→ **EXTRACT TO READ**

------

Brief background:
I am in my early 40s and wife is in late 30s. We have been married for 14 years and kids 9 and 5. We are both originally from India and living in the US for about 15 years.We got married in India and she came here to join me. She is a very intelligent person academically but she made some wrong choices and did very poorly in college. She suffers from low self esteem. Sometime similar happened to me too, so I wanted to send her to school here in the US so she could get her confidence back. So I sent her to a school here for Masters and she did very well in it. I paid for it myself, this was around 2003. I wasn't making a whole lot then, but I didn't care about it. Then she got pregnant, and we had a child in 2004 so she decided to not look for work. That extended on and she became a SAHM. Then we had another child some years later.
I am in the software industry and the downturn caused me to lose my job once in 2004 but I got another one quickly. I have been very careful in our spending and saved enough to move into the best neighborhood in our town with good schools, something my wife gives high importance to. Until now, she had not contributed a single cent in income, but had taken care of kids and the house.
I know that deep down she wants to work, so this year I began to urge her. She wanted to do some work from home jobs, but I said go out and meet people, don't worry about expenses, we will pay for childcare. Through some friends, I enrolled her in a skills class, paid 700, bought her a new laptop for 350 and managed the kids when she was gone to class every Sat for 4 weeks. Helped her with resume, applied in many places, tried my contacts etc. In Aug she found a job through her classmate who went to the same class. I was thrilled and we celebrated.
During her SAHM years, she made some friends with other Indian ladies who do nothing but gossip and talk about money and one of them is toxic that she talks about how awesome her husband is and how he loves her and buys her stuff. Everything she claims is awesome with her life. My wife bought into it and began to compare me adversely with her husband. Men don't like being compared like that, I could have also asked her why she didn't look like some friend of hers, she would not have liked that. But I did not. The friend is still in a townhouse but we are in a single family house because I saved and her husband blew their money on cars and other things to show off. His decision.

------

→ **TASK REQUIREMENTS**
Pick up the post about the marriage right after its last sentence and keep writing it. The rows have nothing to do with the post about the marriage.

→ **DATA**

------

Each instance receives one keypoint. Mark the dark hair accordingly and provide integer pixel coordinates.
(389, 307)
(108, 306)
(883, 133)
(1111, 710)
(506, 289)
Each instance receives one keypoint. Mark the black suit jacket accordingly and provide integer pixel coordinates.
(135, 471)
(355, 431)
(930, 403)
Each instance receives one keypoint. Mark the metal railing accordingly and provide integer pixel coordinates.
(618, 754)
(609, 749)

------

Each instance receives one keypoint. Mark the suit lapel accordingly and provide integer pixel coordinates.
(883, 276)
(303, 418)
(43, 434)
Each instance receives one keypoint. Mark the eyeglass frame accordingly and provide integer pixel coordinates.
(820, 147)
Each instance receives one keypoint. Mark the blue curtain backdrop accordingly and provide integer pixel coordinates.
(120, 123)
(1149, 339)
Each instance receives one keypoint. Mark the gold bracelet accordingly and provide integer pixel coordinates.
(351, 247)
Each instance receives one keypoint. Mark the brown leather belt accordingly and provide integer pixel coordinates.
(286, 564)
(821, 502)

------

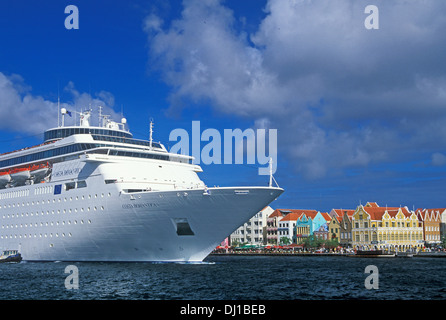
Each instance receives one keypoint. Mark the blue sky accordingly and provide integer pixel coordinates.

------

→ **RESULT OF THIS EXERCISE**
In Oct, I lost my job at a startup company. I am looking and it's been a month and I think I will get something in 2 weeks or so. It is a difficult time for me and she is now working and I am not. She is making 50% of what I used to make and is in a temp job with no benefits. It was okay as long as I had a job but I lost mine so pressure is building on me. I was planning on getting rid of my beatup 16 year old car (I got her a nice new SUV 3 years ago) and treat myself with a BMW car but I lost my job and I don't feel like buying one when I don't have a job.
All my wife seems is imaginary negatives in me. I have taken good care of my family and put myself through hell with bad bosses, bad economy but she's never even said anything complimentary to me. It's always about how hard she works, how hard she's had it, she she she. I think she is a very selfish person and my affection for her is reducing every day. Sex is almost non existent, maybe once a month and she makes big noises about how all I care about is sex. More than that, I am sad that she doesn't respect me at all. And I don't know why.
Her father is a despicable character, sleazy and unethical. I hate this about him but I think she is used to looking up to a man like that who will bend any rules as long as his short term needs are met (long term be damned).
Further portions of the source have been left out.